• Task to carry out
Rewrite the items below with "most obliged" replaced by "very grateful" and nothing else altered.

## Start Record excerpts

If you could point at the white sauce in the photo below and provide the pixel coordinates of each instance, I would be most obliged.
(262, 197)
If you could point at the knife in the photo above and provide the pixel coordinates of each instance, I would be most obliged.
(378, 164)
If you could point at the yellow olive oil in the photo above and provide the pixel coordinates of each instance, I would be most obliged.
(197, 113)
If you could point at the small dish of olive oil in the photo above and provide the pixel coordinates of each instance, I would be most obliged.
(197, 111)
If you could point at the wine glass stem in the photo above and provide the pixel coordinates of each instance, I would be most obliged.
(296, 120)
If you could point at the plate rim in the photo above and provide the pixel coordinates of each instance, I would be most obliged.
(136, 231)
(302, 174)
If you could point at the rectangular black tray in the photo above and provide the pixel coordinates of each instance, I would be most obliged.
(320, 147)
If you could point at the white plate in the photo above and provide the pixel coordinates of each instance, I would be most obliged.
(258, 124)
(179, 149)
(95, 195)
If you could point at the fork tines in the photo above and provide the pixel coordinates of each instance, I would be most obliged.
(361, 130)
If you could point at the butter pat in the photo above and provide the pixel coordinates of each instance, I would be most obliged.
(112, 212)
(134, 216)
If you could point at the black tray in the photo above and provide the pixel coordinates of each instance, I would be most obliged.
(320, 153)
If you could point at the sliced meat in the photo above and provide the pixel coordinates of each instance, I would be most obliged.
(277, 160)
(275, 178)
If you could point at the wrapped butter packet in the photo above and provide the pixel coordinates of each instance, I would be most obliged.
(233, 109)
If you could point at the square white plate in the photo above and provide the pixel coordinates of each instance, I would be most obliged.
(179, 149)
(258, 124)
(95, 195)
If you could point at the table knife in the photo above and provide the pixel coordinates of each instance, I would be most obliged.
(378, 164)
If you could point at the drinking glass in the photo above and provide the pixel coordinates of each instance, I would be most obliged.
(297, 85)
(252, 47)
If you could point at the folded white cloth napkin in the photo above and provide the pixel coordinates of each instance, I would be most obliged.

## End Record excerpts

• Result below
If you could point at the white sauce in the photo below and provide the pixel coordinates of each instance, I would be very grateful.
(262, 197)
If you could point at the knife in the photo above and provide the pixel coordinates of each instance, I would be very grateful.
(378, 164)
If you could point at the yellow olive oil in the photo above and provide the pixel coordinates of each instance, I would be very grateful.
(197, 113)
If you could point at the small dish of olive oil in the photo above and provide the pixel coordinates of each instance, I would be very grateful.
(197, 111)
If you could point at the wine glass stem in the photo above and provide the pixel coordinates of each instance, I would be very grateful.
(296, 120)
If you could point at the plate rim in the photo above and provide the pixel coordinates of each instance, I would be very grateful.
(136, 231)
(302, 174)
If you could point at the rectangular black tray in the photo above and provide the pixel coordinates of each instance, I would be very grateful.
(320, 147)
If you could point at the white plate in the photo above and provide the pixel coordinates of each instance, I would be very grateful.
(258, 124)
(179, 149)
(95, 195)
If you could point at the fork tines in the photo above and provide the pixel coordinates of each instance, I would be very grateful.
(361, 130)
If you could point at the butter pat in the photo above and provide the pixel coordinates of each instance, I would be very grateful.
(112, 212)
(134, 216)
If you could point at the black tray in the photo above and provide the pixel coordinates of each instance, I would be very grateful.
(320, 153)
If you could point at the sliced meat in the photo above and provide the pixel coordinates of each instance, I would be very grateful.
(277, 160)
(275, 178)
If you could point at the wrapped butter packet in the photo above and provide the pixel coordinates of each instance, I would be very grateful.
(233, 109)
If you could point at the square white plate in the photo above and provide the pixel coordinates of each instance, I would be very grateful.
(179, 149)
(258, 124)
(95, 195)
If you could point at the table knife in the photo above and provide the pixel coordinates of each instance, I would be very grateful.
(378, 164)
If you could point at the drinking glass in the photo above and provide the pixel coordinates of each instance, I would be very grateful.
(297, 85)
(252, 47)
If you could point at the folded white cloth napkin in the photo above and provide the pixel coordinates of each instance, I would be very grateful.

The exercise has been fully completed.